───── Datos proporcionados ─────
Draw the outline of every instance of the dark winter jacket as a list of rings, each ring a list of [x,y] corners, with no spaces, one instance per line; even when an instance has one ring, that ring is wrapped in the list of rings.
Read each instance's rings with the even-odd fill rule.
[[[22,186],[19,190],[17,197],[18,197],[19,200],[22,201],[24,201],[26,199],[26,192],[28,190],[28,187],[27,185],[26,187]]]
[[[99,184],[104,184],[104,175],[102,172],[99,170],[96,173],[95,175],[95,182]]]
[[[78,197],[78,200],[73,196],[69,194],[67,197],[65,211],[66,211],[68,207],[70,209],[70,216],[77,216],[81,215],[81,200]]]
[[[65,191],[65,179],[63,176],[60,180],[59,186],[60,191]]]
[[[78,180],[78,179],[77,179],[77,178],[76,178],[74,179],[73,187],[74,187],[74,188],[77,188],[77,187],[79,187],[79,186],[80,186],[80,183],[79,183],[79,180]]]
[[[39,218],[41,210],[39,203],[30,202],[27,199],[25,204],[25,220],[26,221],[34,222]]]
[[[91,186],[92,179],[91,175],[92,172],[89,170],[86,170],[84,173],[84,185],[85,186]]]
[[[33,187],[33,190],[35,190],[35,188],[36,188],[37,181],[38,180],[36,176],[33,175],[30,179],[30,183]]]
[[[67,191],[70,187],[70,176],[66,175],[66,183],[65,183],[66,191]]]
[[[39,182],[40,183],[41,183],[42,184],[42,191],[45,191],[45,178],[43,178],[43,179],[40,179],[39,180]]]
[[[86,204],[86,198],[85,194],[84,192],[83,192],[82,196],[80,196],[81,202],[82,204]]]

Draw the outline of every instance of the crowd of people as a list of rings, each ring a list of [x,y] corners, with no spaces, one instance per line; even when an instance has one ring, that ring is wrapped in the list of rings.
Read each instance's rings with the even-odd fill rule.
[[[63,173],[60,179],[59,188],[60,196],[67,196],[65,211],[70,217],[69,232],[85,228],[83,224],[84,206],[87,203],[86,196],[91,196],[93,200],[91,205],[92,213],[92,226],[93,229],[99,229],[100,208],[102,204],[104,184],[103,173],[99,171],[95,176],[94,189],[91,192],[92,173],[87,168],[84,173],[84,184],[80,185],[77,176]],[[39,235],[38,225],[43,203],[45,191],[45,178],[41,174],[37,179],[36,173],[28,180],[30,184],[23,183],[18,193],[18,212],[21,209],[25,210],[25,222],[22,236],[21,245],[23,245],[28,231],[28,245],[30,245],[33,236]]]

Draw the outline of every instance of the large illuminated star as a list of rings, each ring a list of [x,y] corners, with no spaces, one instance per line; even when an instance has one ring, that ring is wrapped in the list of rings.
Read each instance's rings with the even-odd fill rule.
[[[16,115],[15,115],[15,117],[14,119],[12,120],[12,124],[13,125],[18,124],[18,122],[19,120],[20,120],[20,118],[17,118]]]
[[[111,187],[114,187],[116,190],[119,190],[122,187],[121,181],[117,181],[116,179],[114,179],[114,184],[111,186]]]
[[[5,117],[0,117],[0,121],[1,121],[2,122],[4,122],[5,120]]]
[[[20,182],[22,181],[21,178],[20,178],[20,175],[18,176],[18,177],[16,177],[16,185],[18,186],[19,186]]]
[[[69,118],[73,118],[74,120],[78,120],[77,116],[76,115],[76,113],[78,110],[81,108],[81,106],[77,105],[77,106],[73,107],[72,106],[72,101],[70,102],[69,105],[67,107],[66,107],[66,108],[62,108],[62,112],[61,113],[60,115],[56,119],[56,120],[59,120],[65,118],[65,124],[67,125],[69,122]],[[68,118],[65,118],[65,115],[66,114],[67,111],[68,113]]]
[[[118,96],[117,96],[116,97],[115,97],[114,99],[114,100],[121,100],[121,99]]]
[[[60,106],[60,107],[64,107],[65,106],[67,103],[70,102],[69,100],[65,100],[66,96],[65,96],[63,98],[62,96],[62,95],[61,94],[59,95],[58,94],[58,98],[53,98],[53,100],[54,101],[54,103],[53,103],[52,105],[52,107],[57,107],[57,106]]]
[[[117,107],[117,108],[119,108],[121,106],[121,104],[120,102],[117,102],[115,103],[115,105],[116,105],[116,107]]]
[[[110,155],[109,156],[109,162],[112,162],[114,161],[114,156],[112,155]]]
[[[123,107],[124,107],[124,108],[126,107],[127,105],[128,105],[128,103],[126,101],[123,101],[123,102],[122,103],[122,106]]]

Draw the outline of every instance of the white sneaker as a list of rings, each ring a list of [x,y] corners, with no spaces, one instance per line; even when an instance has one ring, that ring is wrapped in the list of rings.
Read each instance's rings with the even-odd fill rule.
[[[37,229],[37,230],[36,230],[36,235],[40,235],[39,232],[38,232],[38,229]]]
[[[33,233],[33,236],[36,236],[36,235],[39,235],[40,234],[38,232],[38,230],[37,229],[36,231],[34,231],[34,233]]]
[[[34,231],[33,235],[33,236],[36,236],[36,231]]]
─────
───── Datos proporcionados ─────
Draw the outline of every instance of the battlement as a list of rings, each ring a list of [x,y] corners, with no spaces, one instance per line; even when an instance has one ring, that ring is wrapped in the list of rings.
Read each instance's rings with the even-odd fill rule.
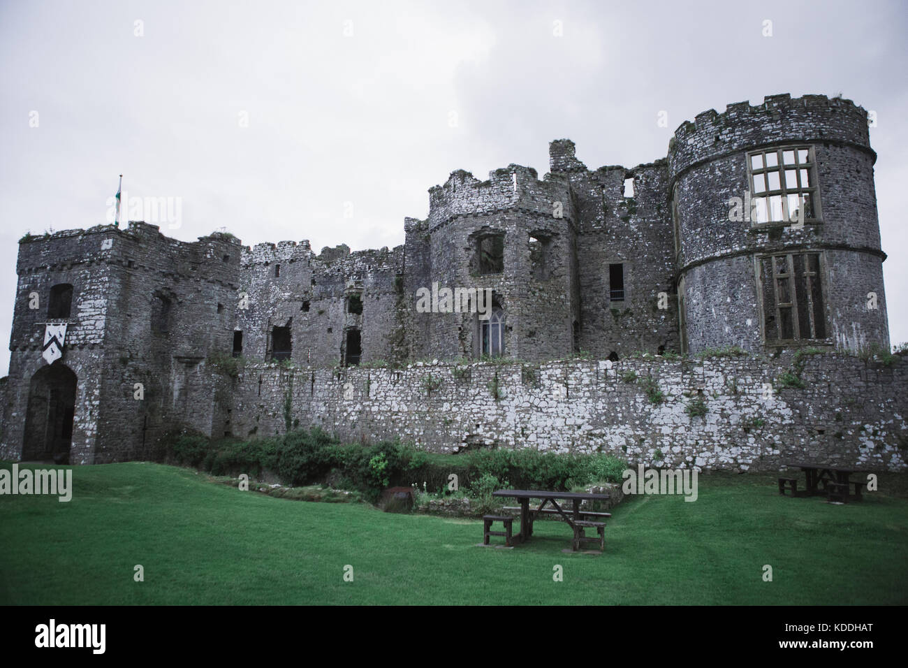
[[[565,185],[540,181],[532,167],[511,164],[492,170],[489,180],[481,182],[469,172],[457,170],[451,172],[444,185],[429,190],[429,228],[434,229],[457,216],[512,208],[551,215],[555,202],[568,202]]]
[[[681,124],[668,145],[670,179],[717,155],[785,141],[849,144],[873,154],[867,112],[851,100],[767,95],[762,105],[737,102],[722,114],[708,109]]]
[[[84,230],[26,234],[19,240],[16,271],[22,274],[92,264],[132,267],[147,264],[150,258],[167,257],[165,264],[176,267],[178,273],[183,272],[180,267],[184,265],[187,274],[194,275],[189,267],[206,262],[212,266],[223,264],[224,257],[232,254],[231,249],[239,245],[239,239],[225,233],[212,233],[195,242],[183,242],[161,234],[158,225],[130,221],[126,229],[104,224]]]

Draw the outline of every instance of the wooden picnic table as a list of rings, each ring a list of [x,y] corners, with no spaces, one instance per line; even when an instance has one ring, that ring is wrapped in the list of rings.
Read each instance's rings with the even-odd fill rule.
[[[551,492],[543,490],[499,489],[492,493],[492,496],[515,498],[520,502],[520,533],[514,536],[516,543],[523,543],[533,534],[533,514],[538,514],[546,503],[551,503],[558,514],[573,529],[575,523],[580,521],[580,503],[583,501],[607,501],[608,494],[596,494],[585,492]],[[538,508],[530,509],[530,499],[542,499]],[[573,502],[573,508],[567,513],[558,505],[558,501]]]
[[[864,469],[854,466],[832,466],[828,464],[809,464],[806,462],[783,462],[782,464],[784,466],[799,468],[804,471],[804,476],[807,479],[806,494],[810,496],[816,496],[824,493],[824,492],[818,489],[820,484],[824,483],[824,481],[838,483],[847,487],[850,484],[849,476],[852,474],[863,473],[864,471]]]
─────
* [Haz esto]
Por favor, reescribe como lista JSON de cadenas el tramo de los datos que empieza en la línea que contiene "Draw the outline of every instance of the white" y termina en la que contiene "[[[34,231],[33,235],[33,236],[36,236],[36,231]]]", ambas incluidas. Pon una cadena por línea y omite las líneas en blanco.

* [Respuesta]
[
  "Draw the outline of every instance of the white sneaker as a list of rings, each ring a list of [x,y] corners, with no spaces, one instance per line; even when an instance has one ring, that ring is wrapped in the list of rings.",
  "Read each instance's rings with the even-odd fill rule.",
  "[[[37,229],[37,230],[36,230],[36,235],[40,235],[39,232],[38,232],[38,229]]]",
  "[[[33,233],[33,236],[36,236],[36,235],[39,235],[40,234],[38,232],[38,230],[37,229],[36,231],[34,231],[34,233]]]",
  "[[[34,231],[33,235],[33,236],[36,236],[36,231]]]"
]